• ASSIGNMENT: Print every line of the listing below, starting with the line that holds "Find the bright" and going on through the line that holds "Find the green", both included, and print nothing else.

• SUPPLIED DATA:
- - - - - - -

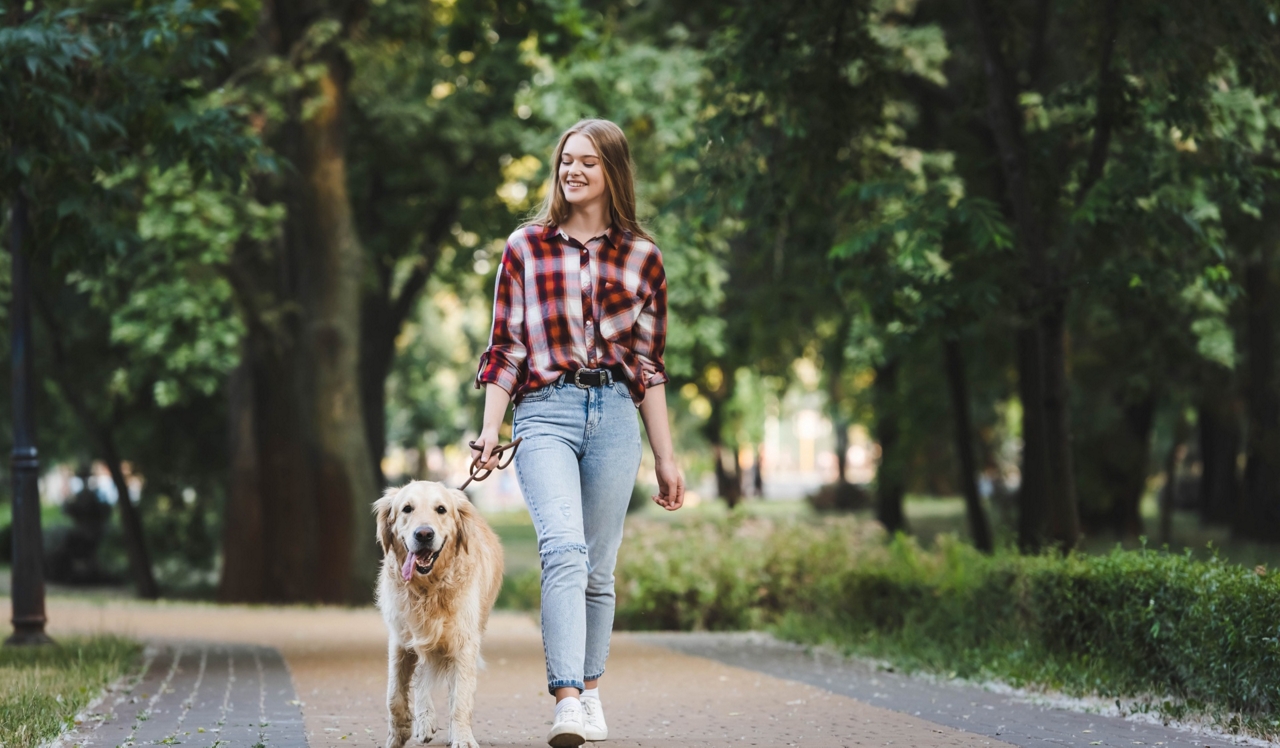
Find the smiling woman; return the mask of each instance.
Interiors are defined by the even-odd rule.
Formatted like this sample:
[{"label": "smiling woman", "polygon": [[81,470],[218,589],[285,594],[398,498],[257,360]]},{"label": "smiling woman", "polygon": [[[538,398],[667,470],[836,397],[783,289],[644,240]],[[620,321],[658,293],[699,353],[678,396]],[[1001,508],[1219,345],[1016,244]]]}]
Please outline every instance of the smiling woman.
[{"label": "smiling woman", "polygon": [[560,137],[542,208],[507,240],[489,348],[476,386],[484,423],[472,448],[491,466],[514,401],[515,457],[542,565],[554,748],[608,737],[598,683],[613,628],[613,567],[640,465],[639,408],[667,510],[684,478],[667,422],[667,284],[662,253],[636,221],[622,130],[583,120]]}]

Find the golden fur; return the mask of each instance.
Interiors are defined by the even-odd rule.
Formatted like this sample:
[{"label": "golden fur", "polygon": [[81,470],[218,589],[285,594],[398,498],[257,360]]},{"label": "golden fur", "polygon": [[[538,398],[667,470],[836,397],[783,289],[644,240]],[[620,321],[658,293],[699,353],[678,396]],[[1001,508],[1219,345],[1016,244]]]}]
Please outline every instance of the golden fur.
[{"label": "golden fur", "polygon": [[[449,687],[449,744],[478,748],[471,732],[480,639],[502,586],[502,544],[465,494],[439,483],[414,481],[374,502],[382,571],[378,608],[387,624],[387,748],[412,738],[426,743],[440,726],[431,686]],[[443,510],[441,512],[441,510]],[[415,530],[434,532],[439,556],[429,573],[415,556],[404,579]],[[413,689],[413,711],[409,690]]]}]

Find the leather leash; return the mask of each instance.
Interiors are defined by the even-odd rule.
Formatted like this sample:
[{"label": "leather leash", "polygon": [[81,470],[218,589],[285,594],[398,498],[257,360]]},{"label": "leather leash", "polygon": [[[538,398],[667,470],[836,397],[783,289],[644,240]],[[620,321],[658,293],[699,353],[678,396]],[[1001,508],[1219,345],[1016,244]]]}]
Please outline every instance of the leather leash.
[{"label": "leather leash", "polygon": [[[479,483],[480,481],[492,475],[494,470],[505,469],[508,465],[511,464],[511,461],[516,458],[516,447],[519,447],[520,442],[522,441],[524,441],[523,436],[517,438],[515,441],[511,442],[510,444],[499,444],[498,446],[494,447],[493,451],[489,453],[489,461],[483,465],[480,464],[480,458],[484,456],[484,453],[481,452],[480,454],[476,455],[475,458],[471,460],[471,477],[467,478],[466,483],[463,483],[462,488],[459,488],[458,490],[459,491],[466,490],[467,486],[471,485],[471,481],[475,481]],[[471,447],[472,449],[477,449],[477,450],[480,449],[479,447],[476,446],[475,442],[467,442],[467,446]],[[502,459],[503,453],[507,453],[506,455],[507,459],[505,460]],[[497,462],[494,463],[494,460],[497,460]]]}]

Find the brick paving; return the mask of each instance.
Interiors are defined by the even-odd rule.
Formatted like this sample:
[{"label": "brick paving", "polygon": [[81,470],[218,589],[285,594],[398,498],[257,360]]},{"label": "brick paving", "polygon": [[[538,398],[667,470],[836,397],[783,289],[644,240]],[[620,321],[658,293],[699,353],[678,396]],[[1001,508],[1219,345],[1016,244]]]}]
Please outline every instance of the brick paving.
[{"label": "brick paving", "polygon": [[62,746],[306,748],[300,702],[272,647],[183,642],[147,648]]},{"label": "brick paving", "polygon": [[[1117,716],[1054,708],[959,682],[885,672],[871,664],[781,642],[764,634],[644,634],[641,641],[806,683],[866,704],[1018,746],[1224,748],[1229,737]],[[1249,741],[1252,745],[1270,745]]]},{"label": "brick paving", "polygon": [[[147,604],[131,601],[52,599],[50,632],[115,632],[168,647],[177,654],[175,676],[167,686],[174,655],[157,654],[116,708],[116,721],[85,735],[91,748],[111,748],[137,728],[135,741],[163,744],[166,739],[199,748],[379,748],[386,737],[386,633],[372,609],[269,608],[191,604]],[[217,641],[230,651],[231,663],[217,647],[199,650],[191,641]],[[250,645],[246,650],[232,645]],[[284,687],[284,665],[268,667],[271,648],[283,656],[297,696]],[[197,655],[207,651],[208,656]],[[267,723],[253,732],[253,689],[240,681],[243,660],[237,652],[256,651],[263,662],[258,692],[264,701],[258,717]],[[474,729],[482,746],[545,746],[543,737],[552,712],[538,627],[527,615],[498,613],[484,642],[487,667],[480,674]],[[200,675],[204,662],[204,676]],[[226,693],[234,666],[237,680],[228,702],[245,711],[228,711],[225,738],[209,739],[211,717],[221,713],[217,689],[222,676]],[[179,680],[181,675],[181,680]],[[207,679],[207,682],[206,682]],[[199,680],[199,688],[196,681]],[[154,684],[154,685],[152,685]],[[209,690],[206,692],[206,688]],[[237,689],[244,688],[244,692]],[[167,693],[172,691],[172,693]],[[146,697],[143,694],[148,694]],[[150,704],[154,720],[137,720],[137,710]],[[196,696],[191,698],[191,694]],[[201,693],[207,695],[202,699]],[[684,748],[685,746],[920,746],[922,748],[1001,748],[998,738],[964,732],[920,717],[899,714],[833,693],[831,690],[690,656],[627,634],[614,638],[609,671],[601,682],[609,718],[605,745],[615,748]],[[238,695],[239,694],[239,695]],[[446,703],[436,695],[437,708]],[[246,700],[247,699],[247,700]],[[191,706],[186,707],[190,702]],[[293,702],[293,703],[291,703]],[[297,723],[282,719],[284,707],[301,711]],[[272,711],[279,707],[280,711]],[[183,710],[186,710],[185,715]],[[132,710],[132,711],[129,711]],[[250,721],[237,720],[247,715]],[[296,715],[296,712],[290,714]],[[195,715],[195,716],[193,716]],[[205,716],[207,715],[207,716]],[[265,718],[264,718],[265,717]],[[293,717],[296,720],[296,716]],[[179,721],[180,720],[180,721]],[[125,722],[128,722],[127,727]],[[197,722],[201,724],[197,724]],[[261,727],[261,725],[259,725]],[[199,732],[204,727],[205,733]],[[232,728],[242,729],[238,733]],[[276,730],[279,730],[278,732]],[[96,732],[84,730],[83,732]],[[123,732],[123,735],[121,734]],[[443,743],[438,734],[433,745]],[[225,739],[225,743],[221,742]],[[91,741],[91,742],[90,742]],[[138,743],[139,745],[141,743]]]},{"label": "brick paving", "polygon": [[[386,640],[372,609],[55,598],[49,614],[55,636],[110,631],[152,643],[143,673],[98,708],[107,716],[87,721],[61,748],[384,743]],[[474,724],[480,744],[546,745],[552,699],[536,623],[495,614],[484,657]],[[618,634],[601,690],[606,745],[616,748],[1233,744],[882,672],[760,634]],[[446,703],[437,693],[437,709]],[[444,739],[442,732],[433,745]]]}]

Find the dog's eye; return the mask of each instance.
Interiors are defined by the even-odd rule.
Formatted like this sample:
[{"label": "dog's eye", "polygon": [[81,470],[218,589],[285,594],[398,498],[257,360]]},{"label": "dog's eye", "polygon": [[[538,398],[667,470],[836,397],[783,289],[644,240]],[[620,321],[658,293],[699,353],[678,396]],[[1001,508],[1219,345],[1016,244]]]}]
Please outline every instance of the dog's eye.
[{"label": "dog's eye", "polygon": [[401,511],[402,513],[404,513],[404,514],[408,514],[409,512],[412,512],[412,511],[413,511],[413,504],[405,504],[405,505],[404,505],[404,509],[401,509],[400,511]]},{"label": "dog's eye", "polygon": [[448,511],[448,510],[447,510],[447,509],[445,509],[445,508],[444,508],[444,507],[442,507],[442,506],[438,506],[438,507],[436,507],[436,514],[444,514],[446,511]]}]

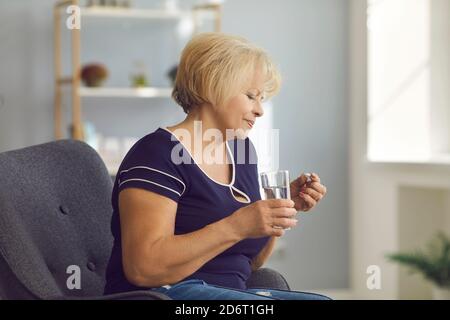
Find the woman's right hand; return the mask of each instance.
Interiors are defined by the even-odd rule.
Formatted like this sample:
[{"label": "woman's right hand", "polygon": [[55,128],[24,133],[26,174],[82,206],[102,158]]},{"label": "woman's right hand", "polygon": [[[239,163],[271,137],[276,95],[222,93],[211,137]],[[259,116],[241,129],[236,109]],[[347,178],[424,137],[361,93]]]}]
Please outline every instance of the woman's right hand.
[{"label": "woman's right hand", "polygon": [[280,237],[284,229],[295,227],[297,210],[290,199],[258,200],[242,207],[228,218],[243,239],[265,236]]}]

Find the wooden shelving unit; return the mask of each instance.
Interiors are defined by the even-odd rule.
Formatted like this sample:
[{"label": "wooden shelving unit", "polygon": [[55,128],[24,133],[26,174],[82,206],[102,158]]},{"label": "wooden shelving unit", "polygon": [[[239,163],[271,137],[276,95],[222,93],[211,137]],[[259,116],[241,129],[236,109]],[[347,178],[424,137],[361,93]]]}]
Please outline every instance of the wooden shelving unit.
[{"label": "wooden shelving unit", "polygon": [[[78,0],[58,1],[53,10],[54,17],[54,68],[55,68],[55,96],[54,96],[54,134],[56,139],[62,139],[63,112],[62,97],[63,86],[71,87],[71,138],[84,140],[82,120],[82,98],[169,98],[172,88],[88,88],[82,87],[80,79],[81,70],[81,32],[79,29],[71,29],[71,70],[72,74],[62,74],[62,50],[61,50],[61,22],[65,8],[70,5],[79,6]],[[193,33],[198,33],[199,23],[202,20],[214,21],[214,31],[221,31],[222,7],[220,4],[205,4],[194,6],[191,10],[163,10],[163,9],[139,9],[118,7],[80,7],[80,20],[87,18],[136,18],[154,20],[180,20],[192,19]]]},{"label": "wooden shelving unit", "polygon": [[81,87],[79,89],[81,97],[97,97],[97,98],[170,98],[172,88],[88,88]]}]

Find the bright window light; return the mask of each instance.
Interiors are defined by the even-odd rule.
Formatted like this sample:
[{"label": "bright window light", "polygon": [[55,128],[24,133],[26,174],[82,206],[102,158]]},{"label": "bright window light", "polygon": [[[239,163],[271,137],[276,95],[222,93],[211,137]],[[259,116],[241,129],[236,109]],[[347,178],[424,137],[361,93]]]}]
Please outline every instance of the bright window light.
[{"label": "bright window light", "polygon": [[432,156],[430,2],[368,1],[371,161],[426,161]]}]

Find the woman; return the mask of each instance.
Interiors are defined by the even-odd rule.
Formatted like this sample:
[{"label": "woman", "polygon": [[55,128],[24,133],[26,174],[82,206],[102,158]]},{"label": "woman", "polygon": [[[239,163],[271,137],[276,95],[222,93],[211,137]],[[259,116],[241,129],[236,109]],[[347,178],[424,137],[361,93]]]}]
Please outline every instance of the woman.
[{"label": "woman", "polygon": [[186,119],[140,139],[119,168],[106,294],[148,288],[173,299],[328,299],[246,287],[284,229],[295,227],[297,211],[326,193],[317,175],[309,183],[301,175],[292,200],[261,200],[246,136],[279,78],[267,54],[241,37],[203,33],[186,45],[172,93]]}]

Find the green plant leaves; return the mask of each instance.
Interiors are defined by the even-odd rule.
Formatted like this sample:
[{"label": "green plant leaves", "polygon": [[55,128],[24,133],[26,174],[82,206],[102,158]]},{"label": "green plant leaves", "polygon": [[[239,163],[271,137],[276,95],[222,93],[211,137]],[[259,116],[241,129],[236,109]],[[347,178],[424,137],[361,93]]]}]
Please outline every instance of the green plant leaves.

- - - - - - -

• PROBLEM SOLUTION:
Find the bright window light; return the mask of each instance.
Interiors are defined by the even-odd rule.
Formatted like this sample:
[{"label": "bright window light", "polygon": [[55,128],[24,133],[26,174],[82,206],[102,158]]},{"label": "bright window light", "polygon": [[[239,163],[271,137],[276,95],[222,93],[211,137]],[[259,116],[241,129],[236,109]],[[347,178],[424,137],[361,93]]]}]
Please outline every instance of the bright window light.
[{"label": "bright window light", "polygon": [[432,156],[430,2],[368,1],[371,161],[426,161]]}]

Find the woman; return the mask of each instance.
Interiors are defined by the even-odd rule.
Formatted like this sample:
[{"label": "woman", "polygon": [[55,128],[24,133],[26,174],[82,206],[102,158]]},{"label": "woman", "polygon": [[[239,163],[271,137],[276,95],[222,93],[211,137]],[[259,116],[241,129],[236,109]],[[347,178],[424,137],[361,93]]]}]
Please outline every instance of the woman.
[{"label": "woman", "polygon": [[186,119],[140,139],[119,168],[106,294],[148,288],[173,299],[328,299],[246,287],[284,229],[295,227],[297,211],[326,193],[317,175],[309,183],[301,175],[292,200],[261,200],[246,136],[279,78],[267,54],[241,37],[203,33],[186,45],[172,93]]}]

Find the green plant leaves; return the mask of each instance.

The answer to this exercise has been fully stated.